-- Material for the task start --
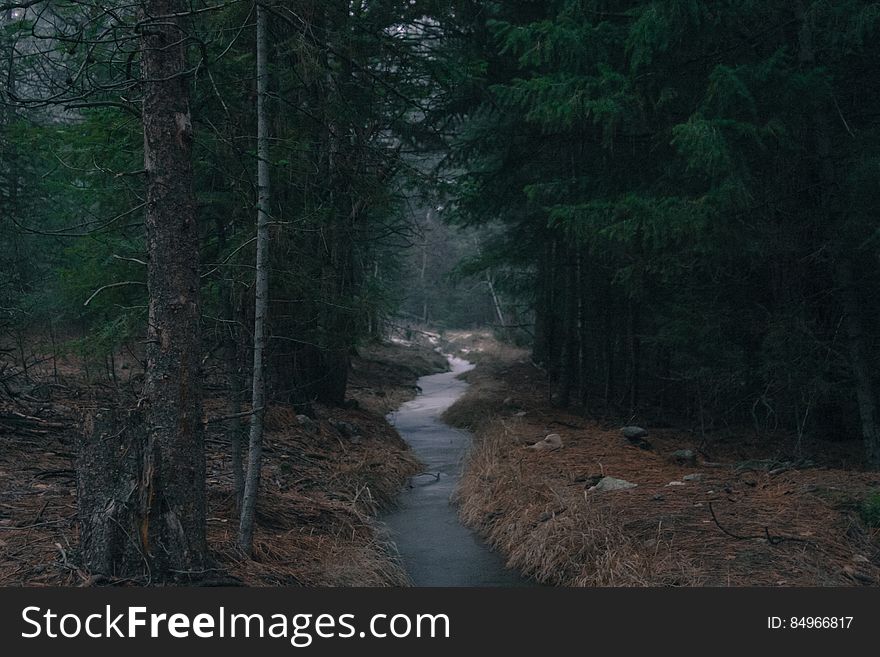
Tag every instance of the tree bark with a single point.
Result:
(172, 490)
(261, 304)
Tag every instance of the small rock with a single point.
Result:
(684, 457)
(551, 442)
(633, 432)
(612, 483)
(347, 429)
(588, 480)
(308, 424)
-- Material for the task end --
| Task brief |
Without including any pictures, print each record exactly.

| Complete output |
Tag every instance of the tree bark with a single point.
Result:
(172, 490)
(261, 304)
Tag every instance of the small rock with a single point.
Result:
(684, 457)
(551, 442)
(633, 432)
(612, 483)
(347, 429)
(588, 480)
(308, 424)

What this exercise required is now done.